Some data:
☆ ☆ ☆ ☆ ☆ ☆ ☆

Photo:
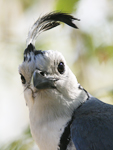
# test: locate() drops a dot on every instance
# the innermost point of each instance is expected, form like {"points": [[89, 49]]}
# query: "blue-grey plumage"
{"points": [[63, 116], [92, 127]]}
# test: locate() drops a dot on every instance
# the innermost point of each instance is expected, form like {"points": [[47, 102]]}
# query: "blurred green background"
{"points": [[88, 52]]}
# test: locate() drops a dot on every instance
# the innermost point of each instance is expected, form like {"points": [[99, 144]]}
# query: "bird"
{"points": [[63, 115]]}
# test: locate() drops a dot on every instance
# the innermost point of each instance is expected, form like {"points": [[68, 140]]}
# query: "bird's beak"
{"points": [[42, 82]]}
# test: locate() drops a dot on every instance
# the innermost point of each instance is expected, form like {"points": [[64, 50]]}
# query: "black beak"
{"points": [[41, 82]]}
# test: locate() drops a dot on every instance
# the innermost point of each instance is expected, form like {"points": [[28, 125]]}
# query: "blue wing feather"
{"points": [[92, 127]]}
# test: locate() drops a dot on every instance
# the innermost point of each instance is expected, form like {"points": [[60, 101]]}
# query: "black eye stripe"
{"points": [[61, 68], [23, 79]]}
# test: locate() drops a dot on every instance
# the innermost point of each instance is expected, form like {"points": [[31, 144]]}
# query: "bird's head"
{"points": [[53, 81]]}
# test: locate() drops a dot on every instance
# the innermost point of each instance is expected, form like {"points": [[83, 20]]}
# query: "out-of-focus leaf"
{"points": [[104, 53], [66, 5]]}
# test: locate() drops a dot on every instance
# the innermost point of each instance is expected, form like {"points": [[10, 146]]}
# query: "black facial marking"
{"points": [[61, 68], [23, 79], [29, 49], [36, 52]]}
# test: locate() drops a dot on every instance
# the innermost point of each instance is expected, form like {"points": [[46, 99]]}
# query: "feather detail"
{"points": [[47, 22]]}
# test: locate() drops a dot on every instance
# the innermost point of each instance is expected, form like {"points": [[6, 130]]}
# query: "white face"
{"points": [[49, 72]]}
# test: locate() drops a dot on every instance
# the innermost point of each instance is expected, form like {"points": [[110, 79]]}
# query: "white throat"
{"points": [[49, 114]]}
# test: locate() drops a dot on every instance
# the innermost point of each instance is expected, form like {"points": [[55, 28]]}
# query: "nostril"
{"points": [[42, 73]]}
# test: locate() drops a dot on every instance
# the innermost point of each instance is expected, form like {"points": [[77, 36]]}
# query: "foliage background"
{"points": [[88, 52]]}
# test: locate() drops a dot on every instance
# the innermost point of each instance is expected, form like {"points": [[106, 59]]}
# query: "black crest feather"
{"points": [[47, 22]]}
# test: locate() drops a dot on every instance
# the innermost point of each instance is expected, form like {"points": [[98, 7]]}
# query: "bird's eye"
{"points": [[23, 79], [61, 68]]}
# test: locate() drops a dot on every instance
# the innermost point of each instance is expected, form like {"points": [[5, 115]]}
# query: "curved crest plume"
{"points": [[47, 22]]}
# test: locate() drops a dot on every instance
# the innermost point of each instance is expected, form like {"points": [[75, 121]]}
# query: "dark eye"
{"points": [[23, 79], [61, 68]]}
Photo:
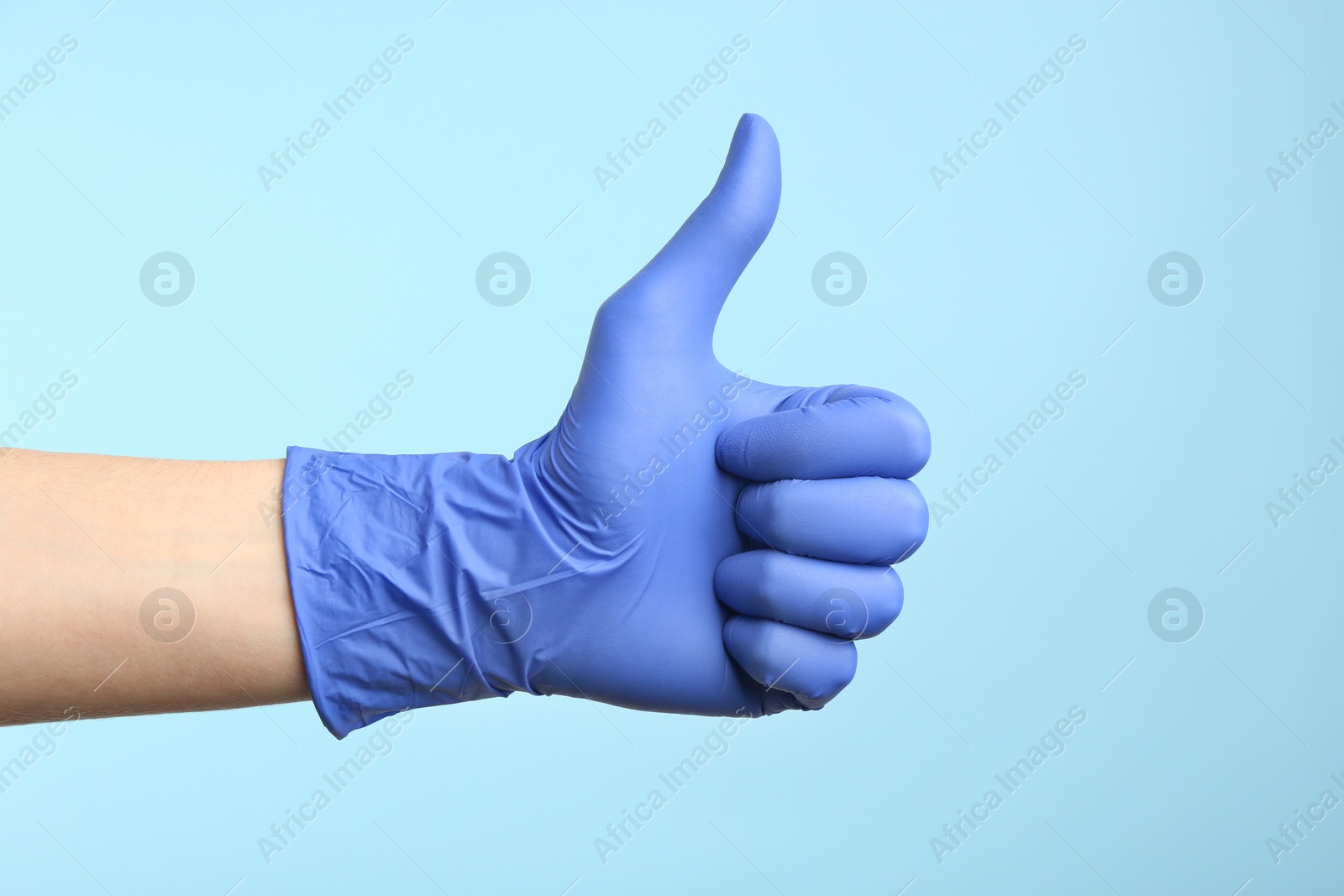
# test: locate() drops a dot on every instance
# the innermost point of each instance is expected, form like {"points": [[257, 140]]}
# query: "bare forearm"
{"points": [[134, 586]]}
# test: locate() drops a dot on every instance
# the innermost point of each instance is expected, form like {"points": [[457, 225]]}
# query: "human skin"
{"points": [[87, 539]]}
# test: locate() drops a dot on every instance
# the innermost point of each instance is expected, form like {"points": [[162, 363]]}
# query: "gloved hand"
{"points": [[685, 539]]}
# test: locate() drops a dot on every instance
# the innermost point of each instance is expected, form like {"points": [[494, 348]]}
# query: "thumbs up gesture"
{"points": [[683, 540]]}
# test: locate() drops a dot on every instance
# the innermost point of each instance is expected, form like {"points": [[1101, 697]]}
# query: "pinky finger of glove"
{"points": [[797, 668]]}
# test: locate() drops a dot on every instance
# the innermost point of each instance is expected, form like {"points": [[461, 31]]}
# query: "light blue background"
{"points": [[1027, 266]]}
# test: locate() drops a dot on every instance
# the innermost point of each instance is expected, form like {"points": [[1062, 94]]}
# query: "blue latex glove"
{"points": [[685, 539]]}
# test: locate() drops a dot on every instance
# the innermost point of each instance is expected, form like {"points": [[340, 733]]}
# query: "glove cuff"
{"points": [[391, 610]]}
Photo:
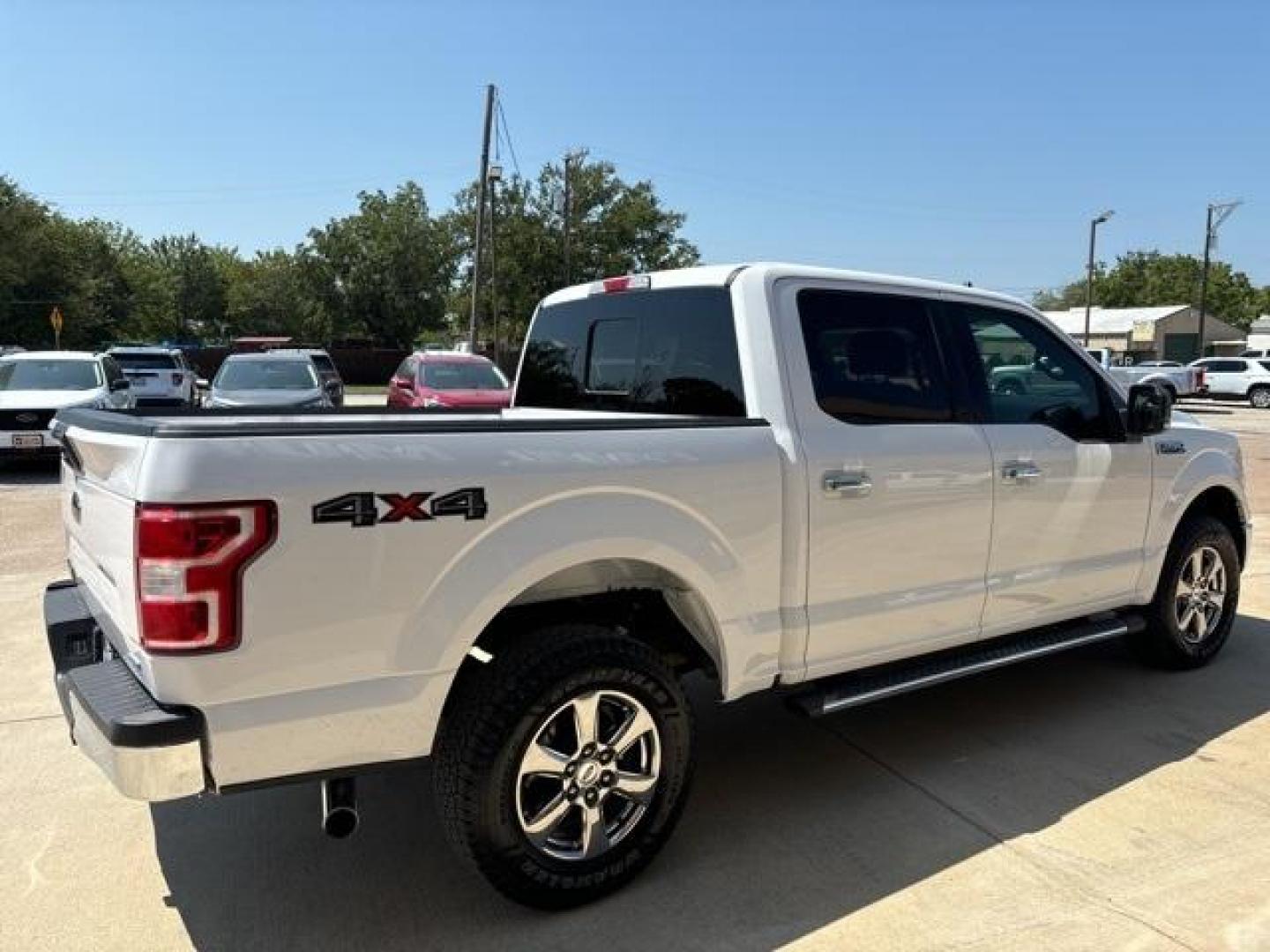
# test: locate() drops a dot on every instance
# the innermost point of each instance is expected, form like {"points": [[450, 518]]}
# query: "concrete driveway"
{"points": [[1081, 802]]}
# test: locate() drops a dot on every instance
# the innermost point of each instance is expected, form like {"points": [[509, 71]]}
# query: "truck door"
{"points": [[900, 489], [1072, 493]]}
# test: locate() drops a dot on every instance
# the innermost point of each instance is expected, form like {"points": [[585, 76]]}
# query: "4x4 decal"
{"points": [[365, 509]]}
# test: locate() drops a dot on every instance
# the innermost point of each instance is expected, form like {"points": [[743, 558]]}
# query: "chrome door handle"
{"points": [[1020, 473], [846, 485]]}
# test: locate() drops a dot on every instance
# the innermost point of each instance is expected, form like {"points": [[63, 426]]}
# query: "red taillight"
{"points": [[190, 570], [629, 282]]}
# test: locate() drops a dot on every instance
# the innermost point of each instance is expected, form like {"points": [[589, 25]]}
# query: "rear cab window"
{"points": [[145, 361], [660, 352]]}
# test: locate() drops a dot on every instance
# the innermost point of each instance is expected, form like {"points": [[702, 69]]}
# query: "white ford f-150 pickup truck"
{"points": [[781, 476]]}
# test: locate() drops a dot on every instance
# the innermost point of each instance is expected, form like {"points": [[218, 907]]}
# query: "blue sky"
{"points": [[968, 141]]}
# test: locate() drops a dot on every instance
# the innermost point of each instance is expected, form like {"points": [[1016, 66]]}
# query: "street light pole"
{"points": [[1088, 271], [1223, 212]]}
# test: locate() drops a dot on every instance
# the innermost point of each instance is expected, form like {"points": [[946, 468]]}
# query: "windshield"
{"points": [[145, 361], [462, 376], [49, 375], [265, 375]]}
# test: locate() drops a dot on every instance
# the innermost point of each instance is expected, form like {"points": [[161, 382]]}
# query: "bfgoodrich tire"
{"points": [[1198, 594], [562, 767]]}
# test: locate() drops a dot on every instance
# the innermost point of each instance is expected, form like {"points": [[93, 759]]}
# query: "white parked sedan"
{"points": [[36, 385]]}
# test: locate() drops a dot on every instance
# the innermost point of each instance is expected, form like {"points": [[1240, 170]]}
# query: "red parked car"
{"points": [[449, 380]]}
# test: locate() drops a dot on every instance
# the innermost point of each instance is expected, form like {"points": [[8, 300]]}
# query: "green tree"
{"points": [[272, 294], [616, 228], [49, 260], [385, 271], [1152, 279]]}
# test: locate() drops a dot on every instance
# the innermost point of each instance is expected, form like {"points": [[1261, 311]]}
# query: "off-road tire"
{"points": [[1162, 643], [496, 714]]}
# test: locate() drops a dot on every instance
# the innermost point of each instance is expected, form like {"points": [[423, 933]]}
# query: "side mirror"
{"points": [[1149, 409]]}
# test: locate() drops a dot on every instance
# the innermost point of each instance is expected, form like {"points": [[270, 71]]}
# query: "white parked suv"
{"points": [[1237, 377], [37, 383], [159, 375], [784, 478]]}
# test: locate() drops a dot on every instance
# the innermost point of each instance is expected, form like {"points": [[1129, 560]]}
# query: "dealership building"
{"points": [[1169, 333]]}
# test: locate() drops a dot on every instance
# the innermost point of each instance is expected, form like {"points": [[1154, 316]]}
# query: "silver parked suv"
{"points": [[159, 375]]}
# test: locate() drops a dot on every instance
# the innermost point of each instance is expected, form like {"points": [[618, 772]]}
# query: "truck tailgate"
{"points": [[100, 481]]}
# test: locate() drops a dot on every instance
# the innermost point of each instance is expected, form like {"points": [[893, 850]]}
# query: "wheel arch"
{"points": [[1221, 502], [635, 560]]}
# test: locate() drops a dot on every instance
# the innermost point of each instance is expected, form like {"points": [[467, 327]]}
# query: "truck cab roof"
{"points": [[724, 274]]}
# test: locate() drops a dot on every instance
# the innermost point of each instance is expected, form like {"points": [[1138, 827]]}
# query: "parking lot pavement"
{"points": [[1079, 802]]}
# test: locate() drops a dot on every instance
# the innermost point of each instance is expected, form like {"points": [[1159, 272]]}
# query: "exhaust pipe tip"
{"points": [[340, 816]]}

☆ ☆ ☆ ☆ ☆ ☆ ☆

• _TASK GOAL_
Count the lines in the data above that contain the string "black", with uppercase and lowercase treated as different. Reply with the number alone.

• _SOLVED PROBLEM_
4